**OBJECTIVES**
1. In the Ruby escaping passage, rewrite the part that begins with the words "ERB templates provide" and ends with "safe_content = html_escape(user_content)", replacing "user_content" with "comment_body" throughout.
2. According to the Ruby escaping passage, which five characters does the HTML escaping method transform?
3. Based on the Ruby escaping passage, why does the HTML escaping method transform those particular five characters?

**PASSAGE PROVIDED**
The method transforms five characters critical for HTML safety: <, >, &, ", and '. This covers the minimal set needed to prevent tag injection and attribute breaking.

ERB Escaping

ERB templates provide automatic escaping in Rails when using <%= tags with SafeBuffer objects:

require 'erb'
include ERB::Util

user_content = "<script>malicious()</script>"
safe_content = html_escape(user_content)
# => "&lt;script&gt;malicious()&lt;/script&gt;"

# Alias available
safe_content = h(user_content)

Rails templates automatically escape output by default. The h helper explicitly escapes strings, while raw bypasses escaping for trusted content:

# In Rails view - automatically escaped
<%= user.bio %>

# Explicit escaping
<%= h(user.bio) %>

# Bypass escaping - dangerous unless content is trusted
<%= raw(admin_generated_html) %>

URL Encoding

URI module handles URL encoding for query parameters and path segments:

require 'uri'

user_search = "category=books&author=o'reilly"
encoded = URI.encode_www_form_component(user_search)
# => "category%3Dbooks%26author%3Do%27reilly"

url = "https://example.com/search?q=#{encoded}"

The method encodes characters that have special meaning in URLs, including &, =, ?, /, and space characters. Different URI methods handle different encoding needs:

# Query parameter encoding
params = {search: "ruby & rails", page: 2}
query_string = URI.encode_www_form(params)
# => "search=ruby+%26+rails&page=2"

# Path segment encoding
user_file = "report (final).pdf"
safe_path = URI.encode_uri_component(user_file)
# => "report%20(final).pdf"

JavaScript Escaping

Rails provides JavaScript escaping through escape_javascript or its alias j:

user_message = "User said: \"Hello\"\nNew line"

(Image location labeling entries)
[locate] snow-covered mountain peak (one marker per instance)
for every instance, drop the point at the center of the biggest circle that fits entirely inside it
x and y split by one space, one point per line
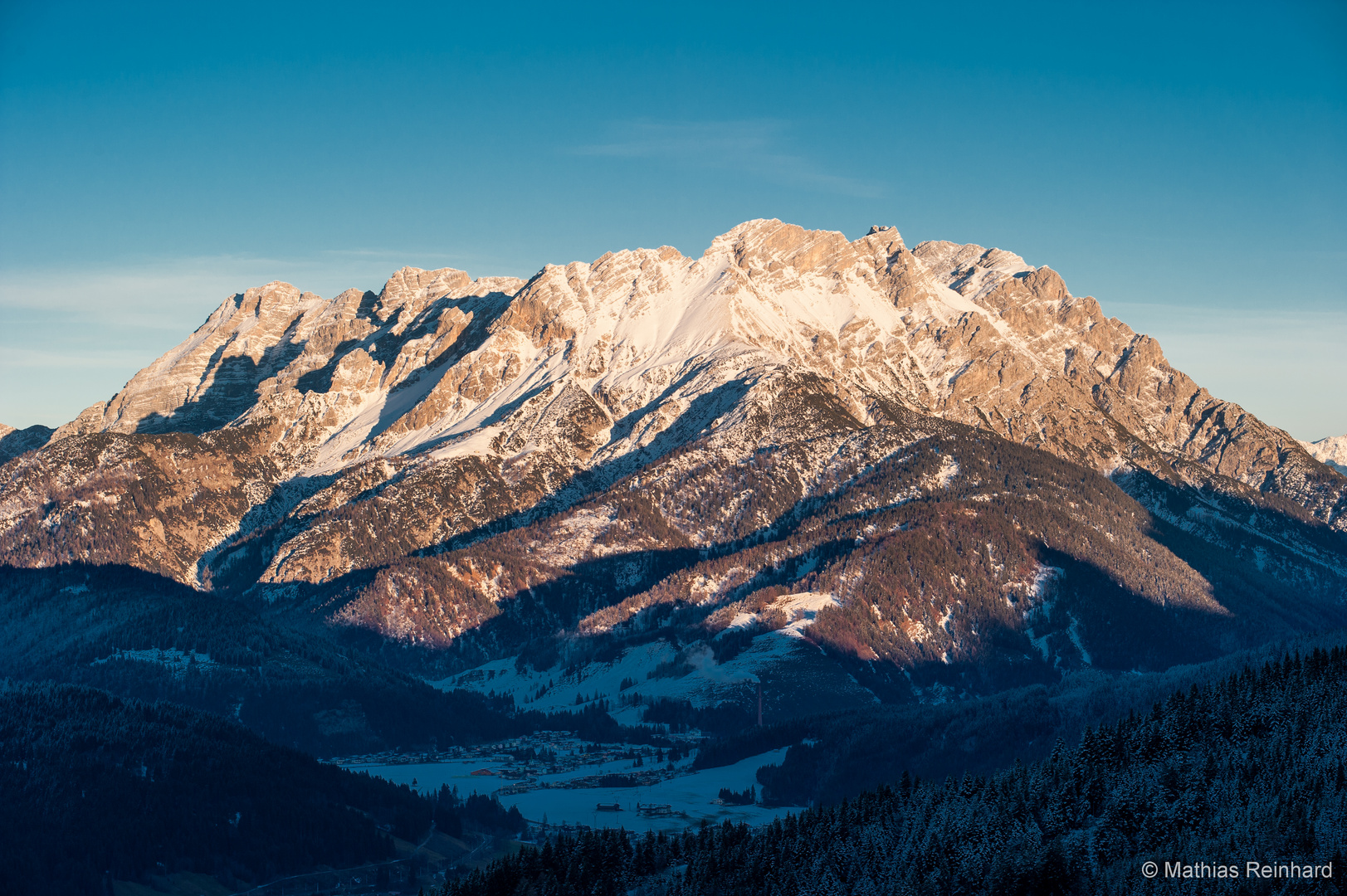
1331 451
598 367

**PROBLEM SOLUTIONS**
1.
ERB templates provide automatic escaping in Rails when using <%= tags with SafeBuffer objects:

require 'erb'
include ERB::Util

comment_body = "<script>malicious()</script>"
safe_content = html_escape(comment_body)

2. It transforms <, >, &, ", and '.

3. They make up the minimal set needed to prevent tag injection and attribute breaking, which are critical for HTML safety.